- _PROBLEM DESCRIPTION_
Collect every line in the records below that contains the string "pistachio".

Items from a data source

□ □ □

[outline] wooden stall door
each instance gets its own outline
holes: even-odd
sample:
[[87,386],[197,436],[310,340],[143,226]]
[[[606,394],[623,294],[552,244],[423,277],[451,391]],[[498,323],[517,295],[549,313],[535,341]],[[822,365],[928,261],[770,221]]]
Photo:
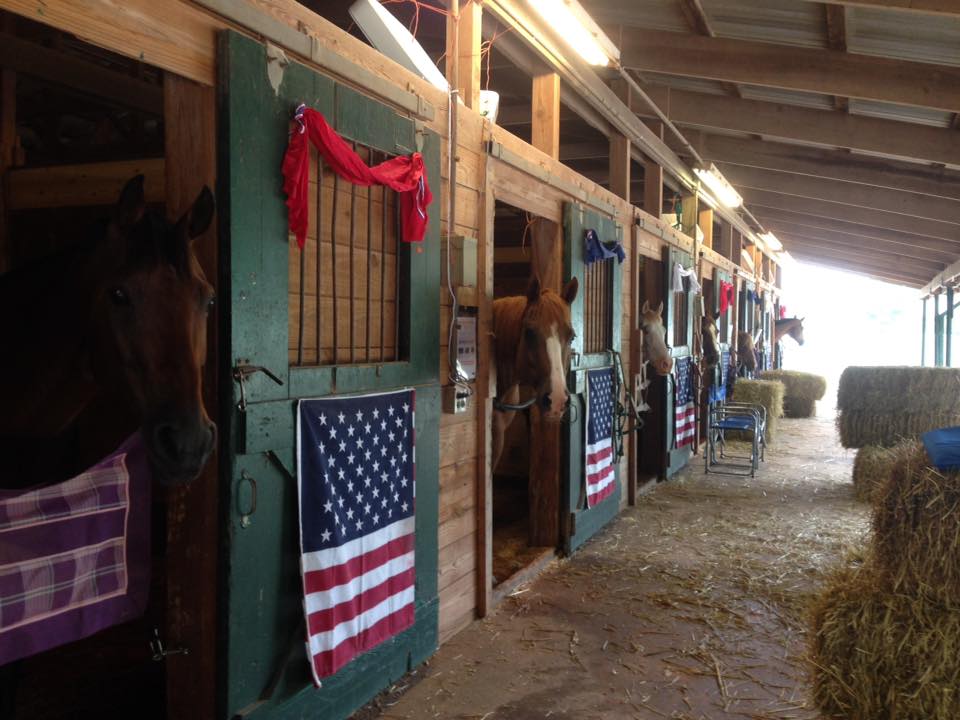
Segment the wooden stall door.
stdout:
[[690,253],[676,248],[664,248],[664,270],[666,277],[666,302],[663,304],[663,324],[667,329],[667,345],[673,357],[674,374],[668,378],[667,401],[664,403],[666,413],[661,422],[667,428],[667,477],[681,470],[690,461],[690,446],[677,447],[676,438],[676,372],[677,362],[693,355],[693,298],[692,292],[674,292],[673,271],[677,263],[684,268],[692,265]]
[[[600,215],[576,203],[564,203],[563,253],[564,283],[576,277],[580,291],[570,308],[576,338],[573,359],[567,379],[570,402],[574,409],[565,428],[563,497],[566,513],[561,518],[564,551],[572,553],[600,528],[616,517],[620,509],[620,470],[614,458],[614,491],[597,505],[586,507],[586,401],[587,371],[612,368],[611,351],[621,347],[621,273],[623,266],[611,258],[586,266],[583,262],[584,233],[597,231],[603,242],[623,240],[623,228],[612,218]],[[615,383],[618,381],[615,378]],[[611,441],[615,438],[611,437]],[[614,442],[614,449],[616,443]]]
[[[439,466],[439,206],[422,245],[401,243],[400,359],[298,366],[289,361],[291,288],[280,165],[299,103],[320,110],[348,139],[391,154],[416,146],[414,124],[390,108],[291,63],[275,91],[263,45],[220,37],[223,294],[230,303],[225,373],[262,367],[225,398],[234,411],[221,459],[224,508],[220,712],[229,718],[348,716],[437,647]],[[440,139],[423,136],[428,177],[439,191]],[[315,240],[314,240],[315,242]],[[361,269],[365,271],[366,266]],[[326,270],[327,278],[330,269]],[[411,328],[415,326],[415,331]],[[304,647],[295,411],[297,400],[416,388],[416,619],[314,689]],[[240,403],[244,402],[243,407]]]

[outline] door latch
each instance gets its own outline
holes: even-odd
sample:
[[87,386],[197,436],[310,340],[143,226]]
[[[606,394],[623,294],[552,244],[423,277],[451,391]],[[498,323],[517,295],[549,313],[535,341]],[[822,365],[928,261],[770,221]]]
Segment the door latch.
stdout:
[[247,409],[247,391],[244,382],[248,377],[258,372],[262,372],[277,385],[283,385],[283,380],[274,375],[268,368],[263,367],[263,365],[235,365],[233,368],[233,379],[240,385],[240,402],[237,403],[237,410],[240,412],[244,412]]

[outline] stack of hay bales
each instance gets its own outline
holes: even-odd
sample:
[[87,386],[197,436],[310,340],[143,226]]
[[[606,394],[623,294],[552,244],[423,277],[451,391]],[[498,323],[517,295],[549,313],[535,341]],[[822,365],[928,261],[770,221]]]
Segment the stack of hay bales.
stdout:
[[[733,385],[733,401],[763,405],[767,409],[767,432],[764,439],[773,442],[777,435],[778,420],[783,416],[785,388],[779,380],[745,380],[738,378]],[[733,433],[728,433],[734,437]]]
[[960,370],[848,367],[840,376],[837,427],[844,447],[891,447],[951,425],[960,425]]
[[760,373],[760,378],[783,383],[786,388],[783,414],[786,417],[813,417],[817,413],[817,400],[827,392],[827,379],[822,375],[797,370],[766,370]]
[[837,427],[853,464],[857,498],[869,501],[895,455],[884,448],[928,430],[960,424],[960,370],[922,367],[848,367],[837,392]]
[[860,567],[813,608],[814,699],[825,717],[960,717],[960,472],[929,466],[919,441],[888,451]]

□ □ □

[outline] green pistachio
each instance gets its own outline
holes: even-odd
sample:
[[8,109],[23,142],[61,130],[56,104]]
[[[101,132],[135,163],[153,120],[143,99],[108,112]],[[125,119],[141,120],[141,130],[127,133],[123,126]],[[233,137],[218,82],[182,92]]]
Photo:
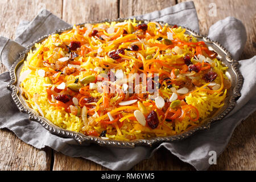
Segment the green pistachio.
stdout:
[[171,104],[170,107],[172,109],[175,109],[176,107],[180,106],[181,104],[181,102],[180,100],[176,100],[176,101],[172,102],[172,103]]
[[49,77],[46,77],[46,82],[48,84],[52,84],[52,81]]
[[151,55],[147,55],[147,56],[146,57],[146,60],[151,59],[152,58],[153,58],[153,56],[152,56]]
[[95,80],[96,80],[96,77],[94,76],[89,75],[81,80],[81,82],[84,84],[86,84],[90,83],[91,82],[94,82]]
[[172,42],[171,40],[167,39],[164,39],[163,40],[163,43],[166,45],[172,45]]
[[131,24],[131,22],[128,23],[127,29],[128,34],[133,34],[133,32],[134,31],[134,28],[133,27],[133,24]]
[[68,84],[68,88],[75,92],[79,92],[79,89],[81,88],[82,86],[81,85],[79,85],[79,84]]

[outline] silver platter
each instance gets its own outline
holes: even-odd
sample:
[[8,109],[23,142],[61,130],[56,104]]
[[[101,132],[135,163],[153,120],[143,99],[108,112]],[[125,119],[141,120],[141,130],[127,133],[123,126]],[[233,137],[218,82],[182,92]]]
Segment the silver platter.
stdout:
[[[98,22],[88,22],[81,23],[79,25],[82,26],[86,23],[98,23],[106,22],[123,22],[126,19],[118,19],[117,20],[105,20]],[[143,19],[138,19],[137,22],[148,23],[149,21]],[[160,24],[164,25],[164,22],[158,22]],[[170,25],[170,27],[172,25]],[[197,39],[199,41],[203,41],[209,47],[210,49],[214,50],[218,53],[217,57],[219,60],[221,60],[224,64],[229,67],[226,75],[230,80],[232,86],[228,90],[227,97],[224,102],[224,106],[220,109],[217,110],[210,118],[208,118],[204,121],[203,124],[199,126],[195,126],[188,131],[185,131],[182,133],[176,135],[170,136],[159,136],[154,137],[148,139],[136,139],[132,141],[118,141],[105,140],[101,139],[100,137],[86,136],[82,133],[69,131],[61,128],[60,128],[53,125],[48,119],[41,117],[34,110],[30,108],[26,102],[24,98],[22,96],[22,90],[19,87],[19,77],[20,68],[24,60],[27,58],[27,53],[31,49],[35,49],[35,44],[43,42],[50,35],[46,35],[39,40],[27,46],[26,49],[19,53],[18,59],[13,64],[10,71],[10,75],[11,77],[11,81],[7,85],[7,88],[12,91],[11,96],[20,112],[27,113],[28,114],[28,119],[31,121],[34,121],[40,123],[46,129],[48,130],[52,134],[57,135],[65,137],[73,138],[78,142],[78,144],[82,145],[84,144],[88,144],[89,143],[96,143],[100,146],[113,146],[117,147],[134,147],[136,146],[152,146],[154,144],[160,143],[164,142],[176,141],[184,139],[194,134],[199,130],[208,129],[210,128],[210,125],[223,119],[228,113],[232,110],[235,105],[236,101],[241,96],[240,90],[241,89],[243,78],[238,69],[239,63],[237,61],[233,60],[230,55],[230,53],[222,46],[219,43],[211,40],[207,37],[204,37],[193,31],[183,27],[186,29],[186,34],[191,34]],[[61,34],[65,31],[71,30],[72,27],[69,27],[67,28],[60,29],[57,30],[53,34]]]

□ □ □

- _REPLY TO THE TASK_
[outline] green pistachio
Segment the green pistachio.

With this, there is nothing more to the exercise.